(Erkennungsbeispiele)
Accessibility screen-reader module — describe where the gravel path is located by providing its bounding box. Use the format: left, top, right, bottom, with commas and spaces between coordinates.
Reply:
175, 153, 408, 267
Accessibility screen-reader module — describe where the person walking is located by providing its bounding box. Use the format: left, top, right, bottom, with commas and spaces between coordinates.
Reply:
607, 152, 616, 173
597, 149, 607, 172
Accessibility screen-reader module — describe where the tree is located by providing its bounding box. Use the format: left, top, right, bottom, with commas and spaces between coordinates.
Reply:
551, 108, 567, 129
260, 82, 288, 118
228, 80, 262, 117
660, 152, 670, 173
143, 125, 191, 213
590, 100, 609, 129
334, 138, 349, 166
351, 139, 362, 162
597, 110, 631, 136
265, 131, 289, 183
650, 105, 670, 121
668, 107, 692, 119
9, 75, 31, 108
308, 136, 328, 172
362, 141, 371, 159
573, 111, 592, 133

---

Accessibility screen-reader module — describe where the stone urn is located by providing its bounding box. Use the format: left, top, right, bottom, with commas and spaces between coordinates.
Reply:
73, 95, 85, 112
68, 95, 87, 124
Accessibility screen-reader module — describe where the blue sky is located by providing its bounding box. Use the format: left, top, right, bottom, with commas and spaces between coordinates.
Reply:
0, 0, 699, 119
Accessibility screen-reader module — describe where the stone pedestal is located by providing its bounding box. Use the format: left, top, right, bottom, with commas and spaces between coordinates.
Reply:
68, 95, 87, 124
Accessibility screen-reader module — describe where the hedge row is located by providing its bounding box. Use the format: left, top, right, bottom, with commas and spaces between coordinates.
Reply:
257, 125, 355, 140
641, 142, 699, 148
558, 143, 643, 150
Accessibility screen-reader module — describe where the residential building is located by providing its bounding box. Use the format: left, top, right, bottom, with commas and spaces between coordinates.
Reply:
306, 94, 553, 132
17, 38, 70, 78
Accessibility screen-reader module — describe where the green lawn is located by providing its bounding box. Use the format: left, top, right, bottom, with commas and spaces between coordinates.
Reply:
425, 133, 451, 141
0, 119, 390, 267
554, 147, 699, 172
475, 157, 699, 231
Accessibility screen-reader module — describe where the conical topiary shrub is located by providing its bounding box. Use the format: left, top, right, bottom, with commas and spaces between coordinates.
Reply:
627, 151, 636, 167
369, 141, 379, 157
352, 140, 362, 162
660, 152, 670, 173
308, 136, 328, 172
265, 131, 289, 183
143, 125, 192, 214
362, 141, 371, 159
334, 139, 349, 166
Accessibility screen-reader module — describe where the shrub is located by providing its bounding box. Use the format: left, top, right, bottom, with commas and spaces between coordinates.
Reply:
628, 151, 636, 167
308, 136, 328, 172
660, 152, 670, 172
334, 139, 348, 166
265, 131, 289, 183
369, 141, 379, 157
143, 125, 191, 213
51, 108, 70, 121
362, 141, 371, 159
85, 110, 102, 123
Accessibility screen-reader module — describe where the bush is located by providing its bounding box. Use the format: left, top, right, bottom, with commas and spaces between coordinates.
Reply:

> [ARBEITSANWEISUNG]: Schreib die Zeilen oben unverändert ab, beginnend mit der Zeile, die „the stone pedestal“ enthält, und endend mit der Zeile, die „17, 38, 70, 78“ enthält.

> [LÖSUNG]:
Accessibility screen-reader module — describe where the stone pedestal is located by providing its bounding box. Use the format: left, top, right, bottom, with commas and spaces between coordinates.
Reply:
68, 95, 87, 124
Accessibility screen-reader module — describe where the hedge row is located by providing its bounding box. Use the format: left, top, right, bottom, with commas and spaces between coordinates.
Reply:
257, 125, 355, 140
641, 142, 699, 148
558, 143, 643, 150
Accessibility screen-reader module — describe where the residential building is located by providing its bounding box. Use the format: left, top, right, bottom, with commas and spaces between coordinates.
Reply:
306, 94, 553, 132
17, 38, 70, 78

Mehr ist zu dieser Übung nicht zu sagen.